Quoted passage
──────────────────────────────
4. Technical Stack Overview
The development and success of our Developer Success Bot are rooted in a sophisticated technical stack, meticulously chosen to ensure optimal performance, efficiency, and scalability. At the core of our system, we leverage Python as the programming language, GPT-4 for our Language Model (LLM), LangChain as the library for implementing the Retrieval-Augmented Generation (RAG) approach, and ChromaDb for storing the embeddings.
Step 1: Designing the Custom Retriever
The cornerstone of our custom-developed RAG model is the custom retriever, meticulously engineered to compare incoming queries against a specifically prepared database of questions. This step involves several key technical advancements:
1. Preprocessing Techniques: Prior to similarity assessment, we implement a series of preprocessing steps designed to standardize the textual input. These steps ensure that both queries and database questions are in a uniform format conducive to accurate similarity matching. Also converted all the question answer pairs into JSON.
2. Similarity Metrics: To determine the closeness between the processed query and database questions, we employ similarity metrics. These may include vector space models like cosine similarity approaches using embeddings for a deeper semantic analysis. Also, we preprocess the matched documents so that we match the query with only the question part of documents (FAQ question and answer pairs) to get a better similarity metric.
3. Threshold-Based Filtering: A crucial component of our retriever design is the introduction of a similarity threshold. Only those questions in the database that meet or exceed this threshold are considered valid matches, ensuring that the system prioritizes high-confidence queries for response generation.
Step 2: Integrating with Multiple Databases
To broaden the scope of accessible knowledge and enhance response relevance, our system dynamically interacts with multiple databases. This process involves:
1. Database Ranking and Selection: Each database is initially ranked based on the relevance scores determined by preliminary query matching. We then select a subset of the highest-scoring databases for detailed analysis.
2. Cross-Database Query Matching: Within the chosen databases, we apply the custom retriever to identify questions that surpass the similarity threshold. This multi-layered filtering ensures that the system selects the most pertinent databases and questions for response generation.
Step 3: Enhancing Language Model Integration
The final step in our methodology is the integration of the retrieved context with language models to generate accurate and relevant answers. This involves feeding the selected answers as context into the language model, which then synthesizes this information to produce a coherent and precise response.
Conclusion: a New Benchmark in AI Precision
Through the detailed development and integration of a custom retriever and multi-database strategy, our enhanced RAG 2.0 framework sets a new benchmark for accuracy and efficiency in AI-driven question-answering systems. By focusing on semantic similarity, implementing preprocessing and similarity metrics, and optimizing database selection, we have significantly improved the relevance and precision of AI responses. This approach not only addresses the fundamental challenges in retrieval-augmented models but also opens new avenues for the development of intelligent, context-aware AI systems across various domains.
──────────────────────────────
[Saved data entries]

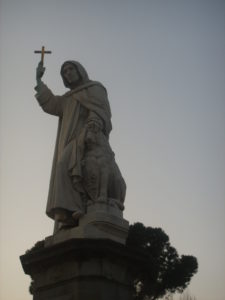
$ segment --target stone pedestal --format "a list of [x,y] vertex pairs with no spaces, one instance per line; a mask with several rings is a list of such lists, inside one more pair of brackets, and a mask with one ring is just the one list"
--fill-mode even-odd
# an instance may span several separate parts
[[145,259],[109,239],[70,239],[20,257],[33,300],[131,300]]

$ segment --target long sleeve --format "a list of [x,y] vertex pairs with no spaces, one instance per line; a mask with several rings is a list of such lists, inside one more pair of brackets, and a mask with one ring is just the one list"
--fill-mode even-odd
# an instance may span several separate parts
[[61,117],[63,114],[63,97],[55,96],[46,84],[41,82],[35,87],[35,95],[42,109],[51,115]]

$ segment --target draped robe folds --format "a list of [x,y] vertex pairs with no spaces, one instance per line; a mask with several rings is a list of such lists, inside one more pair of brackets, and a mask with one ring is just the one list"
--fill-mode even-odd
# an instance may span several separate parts
[[98,82],[88,81],[63,96],[55,96],[41,83],[36,98],[45,112],[59,117],[46,213],[54,219],[57,209],[64,209],[70,216],[75,211],[84,212],[79,185],[82,137],[85,124],[94,117],[101,119],[103,133],[108,138],[112,125],[106,89]]

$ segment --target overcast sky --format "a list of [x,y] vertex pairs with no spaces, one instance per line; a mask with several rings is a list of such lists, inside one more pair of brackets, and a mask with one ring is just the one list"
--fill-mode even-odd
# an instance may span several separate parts
[[80,61],[109,94],[124,217],[198,258],[197,300],[225,299],[225,1],[0,0],[0,299],[31,300],[19,256],[52,234],[45,215],[57,118],[34,98]]

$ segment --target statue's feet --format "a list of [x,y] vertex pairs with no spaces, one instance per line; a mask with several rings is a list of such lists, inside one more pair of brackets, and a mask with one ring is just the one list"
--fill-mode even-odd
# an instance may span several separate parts
[[76,210],[72,213],[72,217],[74,220],[79,220],[83,215],[84,213],[81,210]]
[[108,198],[106,196],[100,196],[100,197],[98,197],[96,202],[106,204],[108,202]]
[[64,223],[67,218],[66,213],[63,210],[59,210],[55,213],[55,221]]

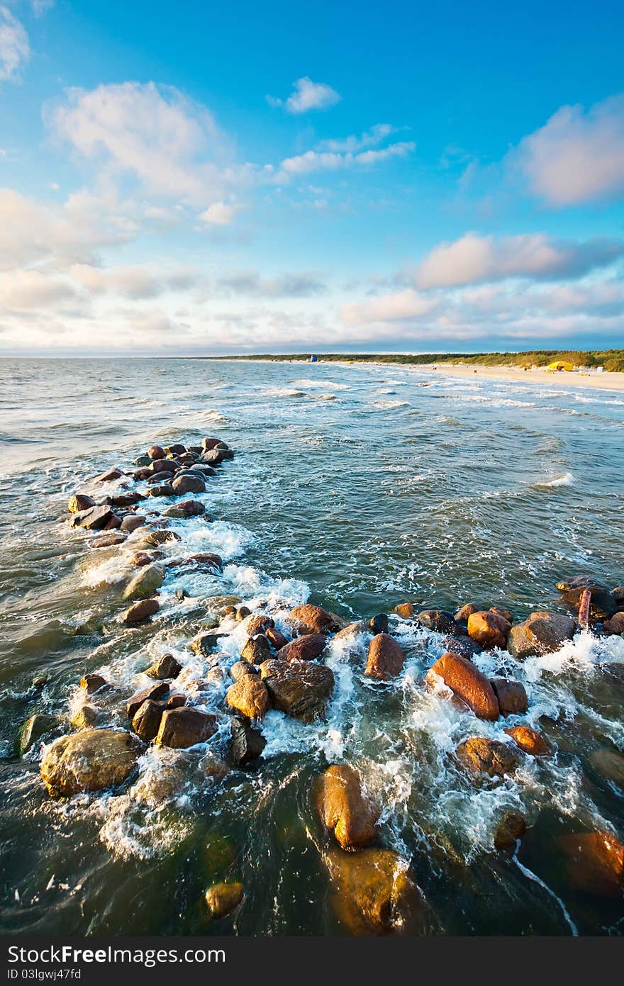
──────────────────────────────
Exercise set
1. Answer these questions about the technical stack overview:
(a) What is used for storing the embeddings?
(b) Into what format were all the question answer pairs converted?
(c) On what basis is each database initially ranked?
2. Substitute "high-certainty" for "high-confidence" in the technical stack overview, beginning at the words "3. Threshold-Based Filtering: A" and stopping after "queries for response generation.".
The listing has no role in any of this.

Answers below
1.
(a) ChromaDb
(b) JSON
(c) The relevance scores determined by preliminary query matching

2.
3. Threshold-Based Filtering: A crucial component of our retriever design is the introduction of a similarity threshold. Only those questions in the database that meet or exceed this threshold are considered valid matches, ensuring that the system prioritizes high-certainty queries for response generation.